The response should hold every record from the listing that follows, verbatim, and no pictures.

◆ Material for the task ◆
•••••

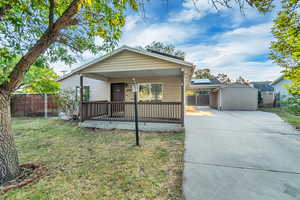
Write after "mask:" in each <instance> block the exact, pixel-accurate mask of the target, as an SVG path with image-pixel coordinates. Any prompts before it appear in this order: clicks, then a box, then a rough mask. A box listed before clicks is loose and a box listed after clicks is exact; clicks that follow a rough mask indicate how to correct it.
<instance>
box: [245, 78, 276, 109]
mask: <svg viewBox="0 0 300 200" xmlns="http://www.w3.org/2000/svg"><path fill="white" fill-rule="evenodd" d="M270 84H271V81H259V82H251V83H250V85H251V86H252V87H253V88H256V89H258V92H259V93H258V104H259V105H260V106H273V103H274V88H273V87H272V86H271V85H270Z"/></svg>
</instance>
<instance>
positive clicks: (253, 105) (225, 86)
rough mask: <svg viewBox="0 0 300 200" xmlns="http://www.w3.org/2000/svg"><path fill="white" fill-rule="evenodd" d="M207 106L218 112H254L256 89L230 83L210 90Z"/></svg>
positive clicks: (256, 91)
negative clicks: (217, 111)
mask: <svg viewBox="0 0 300 200" xmlns="http://www.w3.org/2000/svg"><path fill="white" fill-rule="evenodd" d="M209 105H210V107H212V108H215V109H219V110H256V109H257V107H258V89H256V88H252V87H250V86H249V85H246V84H241V83H231V84H226V85H223V86H221V87H219V88H216V89H214V90H212V91H211V92H210V94H209Z"/></svg>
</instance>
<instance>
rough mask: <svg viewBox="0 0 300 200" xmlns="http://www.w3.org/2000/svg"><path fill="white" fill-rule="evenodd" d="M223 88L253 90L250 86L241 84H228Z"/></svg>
mask: <svg viewBox="0 0 300 200" xmlns="http://www.w3.org/2000/svg"><path fill="white" fill-rule="evenodd" d="M222 88H251V87H250V86H249V85H248V84H243V83H239V82H233V83H228V84H225V85H223V86H222Z"/></svg>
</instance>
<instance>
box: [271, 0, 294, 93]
mask: <svg viewBox="0 0 300 200" xmlns="http://www.w3.org/2000/svg"><path fill="white" fill-rule="evenodd" d="M299 9H300V1H299V0H282V10H281V11H280V12H279V13H278V16H277V18H276V19H275V20H274V26H273V28H272V34H273V36H274V38H275V39H276V40H275V41H273V42H272V43H271V53H270V58H271V59H272V60H273V61H274V63H277V64H278V65H279V66H281V67H283V68H284V71H283V72H284V74H285V77H286V78H287V79H290V80H291V81H292V83H291V84H290V85H289V86H288V89H289V91H290V93H292V94H295V95H300V13H299Z"/></svg>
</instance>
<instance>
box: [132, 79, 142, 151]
mask: <svg viewBox="0 0 300 200" xmlns="http://www.w3.org/2000/svg"><path fill="white" fill-rule="evenodd" d="M132 80H133V88H132V90H133V94H134V119H135V140H136V146H139V145H140V139H139V120H138V102H137V92H138V89H139V87H138V84H137V82H136V81H135V79H132Z"/></svg>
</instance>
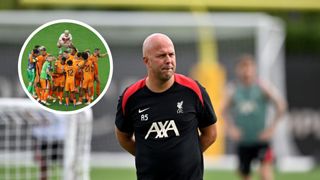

•••••

◆ Written reply ◆
Write after "mask:" in each <instance> block the exact, pixel-accurate mask of the target, as an SVG path with image-pixel coordinates. Any prompts before it appear in this order: clicks, then a box, then a rough mask. A box listed before clicks is loose and a box listed after clicks is exact; clicks that follow a rough mask indicate how to correct it.
<instance>
box: [245, 78, 276, 109]
mask: <svg viewBox="0 0 300 200" xmlns="http://www.w3.org/2000/svg"><path fill="white" fill-rule="evenodd" d="M270 84H271V81H259V82H251V83H250V85H251V86H252V87H253V88H256V89H258V92H259V93H258V104H259V105H260V106H273V103H274V88H273V87H272V86H271V85H270Z"/></svg>
</instance>
<instance>
positive clicks: (253, 105) (225, 86)
rough mask: <svg viewBox="0 0 300 200" xmlns="http://www.w3.org/2000/svg"><path fill="white" fill-rule="evenodd" d="M207 106L218 112H254L256 89L230 83L210 90Z"/></svg>
positive clicks: (256, 91)
negative clicks: (217, 111)
mask: <svg viewBox="0 0 300 200" xmlns="http://www.w3.org/2000/svg"><path fill="white" fill-rule="evenodd" d="M209 105H210V107H212V108H215V109H219V110H256V109H257V107H258V89H256V88H252V87H250V86H249V85H246V84H241V83H231V84H226V85H223V86H221V87H219V88H216V89H214V90H212V91H211V92H210V94H209Z"/></svg>
</instance>
<instance>
rough mask: <svg viewBox="0 0 300 200" xmlns="http://www.w3.org/2000/svg"><path fill="white" fill-rule="evenodd" d="M223 88L253 90L250 86L241 84H228Z"/></svg>
mask: <svg viewBox="0 0 300 200" xmlns="http://www.w3.org/2000/svg"><path fill="white" fill-rule="evenodd" d="M222 88H251V87H250V86H249V85H248V84H243V83H239V82H233V83H228V84H225V85H223V86H222Z"/></svg>
</instance>
<instance>
box: [271, 0, 294, 93]
mask: <svg viewBox="0 0 300 200" xmlns="http://www.w3.org/2000/svg"><path fill="white" fill-rule="evenodd" d="M299 9H300V1H299V0H282V10H281V11H280V12H279V13H278V16H277V18H276V19H275V20H274V26H273V28H272V34H273V36H274V38H275V39H276V40H275V41H273V42H272V43H271V53H270V58H271V59H272V60H273V61H274V63H277V64H278V65H279V66H281V67H283V68H284V71H283V72H284V74H285V77H286V78H287V79H290V80H291V81H292V83H291V84H290V85H289V86H288V89H289V91H290V93H292V94H295V95H300V13H299Z"/></svg>
</instance>
<instance>
box: [132, 79, 142, 151]
mask: <svg viewBox="0 0 300 200" xmlns="http://www.w3.org/2000/svg"><path fill="white" fill-rule="evenodd" d="M132 80H133V88H132V90H133V94H134V119H135V140H136V146H139V145H140V139H139V120H138V102H137V92H138V89H139V87H138V84H137V82H136V81H135V79H132Z"/></svg>
</instance>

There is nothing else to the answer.